# Sony Vegas 7.0



## skilla (12. Dezember 2007)

Hätte ma ne frage,^^
immer wenn ich in Vegas nen Movie öffne das ich bearbeiten will
kann man nur den Sound hören...
da wird unten rechts in dem kleinen fenster kein bild angezeigt ( Es konnten keine Streamattribute ermittelt werden )
weis einer warum 
^^

falsches forum deswegen 2 ma :O^^


----------



## mastersound (12. Januar 2008)

hi
überprüf noch mal das quellmaterial ob das in ordnung ist.guck auch ob die formate überhaupt auch auf vegas laufen.....solllte das alles jedoch in ordnung seien,dann würd ich vegas noch mal neu installieren.
hatte auch mal so nen ähnliches problemchen.nach der neuinstallation wars nicht mehr da.grüsse


----------



## APoCx (17. Januar 2008)

öhm... naja es kann sein - falss du eine "nicht originale" version besitzt, brauchst nichts dazu sagen^^ - das vllt. das programm beschädigt ist.

vielleicht ist das video nicht unterstützt oder kaputt ist.

um was für dateien handelt es sich
falls du z.B. "filme" von einer dvd bearbeiten willst (z.B. wie LOTW), dann kann es sein das diese daten einfach geschützt sind.

wenn alles nichts hilft, dann solltest du die readme studieren^^ oder zumindest das nutzerhandbuch. falls das auch nichts mehr bringt, dann einfach mal neu installieren.

MfG   ApoCx


----------

• • • • • • •

■ DIE AUFGABE ■
Prüfe, ob die folgenden drei Aussagen mit dem Thread über Sony Vegas 7.0 übereinstimmen, und antworte jeweils mit Ja oder Nein sowie den entscheidenden Worten des Threads als wörtlichem Zitat.
1. Beim Öffnen eines Videos in Vegas ist nur der Ton zu hören.
2. mastersound rät, Vegas als Erstes neu zu installieren, noch bevor man das Quellmaterial überprüft.
3. APoCx hält es für möglich, dass Daten von einer DVD geschützt sind.

• • • • • • •

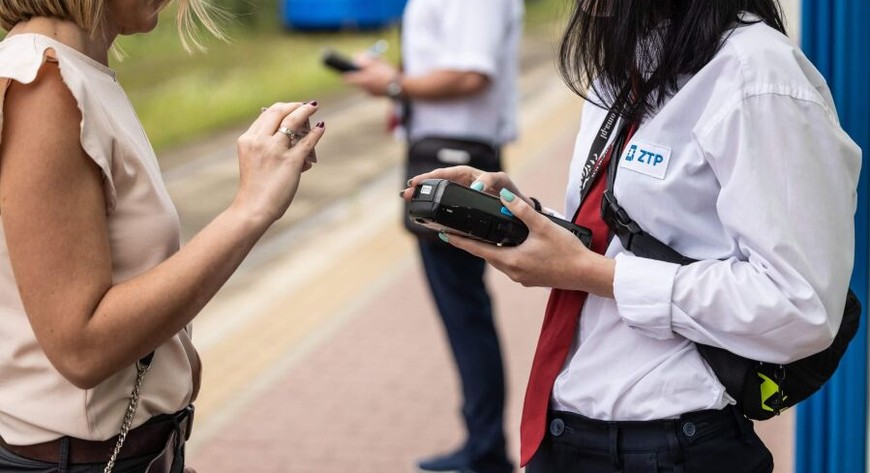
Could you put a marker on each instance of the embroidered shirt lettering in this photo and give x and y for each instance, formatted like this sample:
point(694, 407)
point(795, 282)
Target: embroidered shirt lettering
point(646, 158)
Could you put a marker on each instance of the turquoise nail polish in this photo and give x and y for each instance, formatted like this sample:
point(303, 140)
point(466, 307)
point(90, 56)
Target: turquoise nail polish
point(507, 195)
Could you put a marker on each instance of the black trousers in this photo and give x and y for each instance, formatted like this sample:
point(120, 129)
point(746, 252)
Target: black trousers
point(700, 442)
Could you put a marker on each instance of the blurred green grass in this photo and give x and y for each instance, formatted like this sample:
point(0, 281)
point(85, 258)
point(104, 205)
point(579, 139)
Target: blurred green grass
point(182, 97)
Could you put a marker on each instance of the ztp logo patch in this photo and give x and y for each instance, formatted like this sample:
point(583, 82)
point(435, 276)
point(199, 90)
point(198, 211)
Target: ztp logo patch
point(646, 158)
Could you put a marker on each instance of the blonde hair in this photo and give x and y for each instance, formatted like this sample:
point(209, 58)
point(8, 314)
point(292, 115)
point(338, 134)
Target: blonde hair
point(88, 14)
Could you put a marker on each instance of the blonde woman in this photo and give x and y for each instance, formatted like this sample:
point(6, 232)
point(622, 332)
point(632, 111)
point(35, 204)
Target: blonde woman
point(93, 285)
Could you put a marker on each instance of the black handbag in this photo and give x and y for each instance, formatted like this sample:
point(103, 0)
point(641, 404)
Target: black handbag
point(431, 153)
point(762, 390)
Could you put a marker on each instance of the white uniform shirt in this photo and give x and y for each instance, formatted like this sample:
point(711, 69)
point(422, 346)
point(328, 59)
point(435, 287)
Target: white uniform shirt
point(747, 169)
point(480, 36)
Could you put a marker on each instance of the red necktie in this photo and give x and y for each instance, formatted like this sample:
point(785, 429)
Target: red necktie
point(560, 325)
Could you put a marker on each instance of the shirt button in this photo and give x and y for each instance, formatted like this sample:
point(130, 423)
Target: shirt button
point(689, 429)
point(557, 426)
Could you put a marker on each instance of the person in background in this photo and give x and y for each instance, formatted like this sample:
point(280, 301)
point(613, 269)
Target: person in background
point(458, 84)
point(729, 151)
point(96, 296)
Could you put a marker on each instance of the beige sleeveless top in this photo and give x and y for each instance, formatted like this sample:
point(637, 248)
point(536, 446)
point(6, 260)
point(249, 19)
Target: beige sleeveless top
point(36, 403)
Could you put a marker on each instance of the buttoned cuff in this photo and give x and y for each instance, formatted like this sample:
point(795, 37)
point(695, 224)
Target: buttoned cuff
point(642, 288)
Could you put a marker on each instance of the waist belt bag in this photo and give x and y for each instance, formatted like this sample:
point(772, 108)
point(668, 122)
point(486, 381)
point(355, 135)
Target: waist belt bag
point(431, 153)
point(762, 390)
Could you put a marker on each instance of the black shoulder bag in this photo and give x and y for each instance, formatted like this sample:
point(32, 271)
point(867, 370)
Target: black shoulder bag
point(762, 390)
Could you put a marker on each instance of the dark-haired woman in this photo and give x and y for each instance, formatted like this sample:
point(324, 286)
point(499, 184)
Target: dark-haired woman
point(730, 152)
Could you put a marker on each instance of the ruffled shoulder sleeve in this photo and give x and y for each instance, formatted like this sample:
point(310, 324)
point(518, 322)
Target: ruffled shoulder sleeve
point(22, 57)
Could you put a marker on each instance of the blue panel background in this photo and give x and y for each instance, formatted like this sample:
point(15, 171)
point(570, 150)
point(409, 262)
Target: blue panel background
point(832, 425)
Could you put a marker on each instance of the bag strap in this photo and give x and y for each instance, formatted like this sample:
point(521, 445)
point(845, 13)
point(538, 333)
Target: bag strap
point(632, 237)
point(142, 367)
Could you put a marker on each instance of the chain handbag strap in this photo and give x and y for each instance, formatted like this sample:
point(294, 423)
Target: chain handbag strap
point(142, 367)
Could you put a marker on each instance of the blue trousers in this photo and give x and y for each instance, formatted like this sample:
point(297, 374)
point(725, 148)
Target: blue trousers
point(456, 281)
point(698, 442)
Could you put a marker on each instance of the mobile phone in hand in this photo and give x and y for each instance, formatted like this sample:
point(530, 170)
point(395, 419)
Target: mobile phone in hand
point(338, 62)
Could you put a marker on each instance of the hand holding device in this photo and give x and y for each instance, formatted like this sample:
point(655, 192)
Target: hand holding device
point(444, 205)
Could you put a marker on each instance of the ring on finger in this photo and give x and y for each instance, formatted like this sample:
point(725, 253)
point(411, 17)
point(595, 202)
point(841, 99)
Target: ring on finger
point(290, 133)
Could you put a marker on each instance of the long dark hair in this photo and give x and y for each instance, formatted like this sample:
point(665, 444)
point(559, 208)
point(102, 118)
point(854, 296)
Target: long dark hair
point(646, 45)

• • • • • • •

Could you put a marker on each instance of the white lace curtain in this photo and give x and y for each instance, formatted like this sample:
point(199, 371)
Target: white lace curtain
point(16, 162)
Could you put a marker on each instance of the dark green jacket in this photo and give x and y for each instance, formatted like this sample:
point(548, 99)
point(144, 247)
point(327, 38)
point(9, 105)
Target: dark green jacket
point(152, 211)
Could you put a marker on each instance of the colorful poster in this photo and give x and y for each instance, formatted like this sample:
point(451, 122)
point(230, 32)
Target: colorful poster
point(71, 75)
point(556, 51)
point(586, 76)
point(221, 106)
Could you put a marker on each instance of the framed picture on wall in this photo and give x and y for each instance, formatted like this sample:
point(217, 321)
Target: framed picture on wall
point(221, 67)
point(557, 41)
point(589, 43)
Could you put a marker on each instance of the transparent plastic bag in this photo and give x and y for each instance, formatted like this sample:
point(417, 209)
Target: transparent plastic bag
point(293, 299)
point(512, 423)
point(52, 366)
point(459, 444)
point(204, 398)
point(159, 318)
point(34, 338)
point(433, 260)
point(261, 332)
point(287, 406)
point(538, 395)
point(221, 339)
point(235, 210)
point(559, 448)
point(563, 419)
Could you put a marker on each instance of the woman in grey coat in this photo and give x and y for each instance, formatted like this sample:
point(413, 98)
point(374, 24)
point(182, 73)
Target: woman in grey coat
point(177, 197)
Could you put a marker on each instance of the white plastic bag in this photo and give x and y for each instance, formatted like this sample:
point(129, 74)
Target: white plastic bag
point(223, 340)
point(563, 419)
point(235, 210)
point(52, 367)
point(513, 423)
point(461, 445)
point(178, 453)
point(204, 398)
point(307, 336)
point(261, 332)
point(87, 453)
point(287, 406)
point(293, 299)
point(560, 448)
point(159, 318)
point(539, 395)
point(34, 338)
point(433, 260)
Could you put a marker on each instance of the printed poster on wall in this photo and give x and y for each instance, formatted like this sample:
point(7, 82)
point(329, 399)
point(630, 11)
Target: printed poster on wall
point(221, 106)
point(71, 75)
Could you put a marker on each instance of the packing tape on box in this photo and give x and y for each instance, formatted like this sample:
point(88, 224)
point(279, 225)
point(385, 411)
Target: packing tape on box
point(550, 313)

• • • • • • •

■ LÖSUNG ■
1. Ja: „kann man nur den Sound hören...“
2. Nein: „solllte das alles jedoch in ordnung seien,dann würd ich vegas noch mal neu installieren“
3. Ja: „dann kann es sein das diese daten einfach geschützt sind“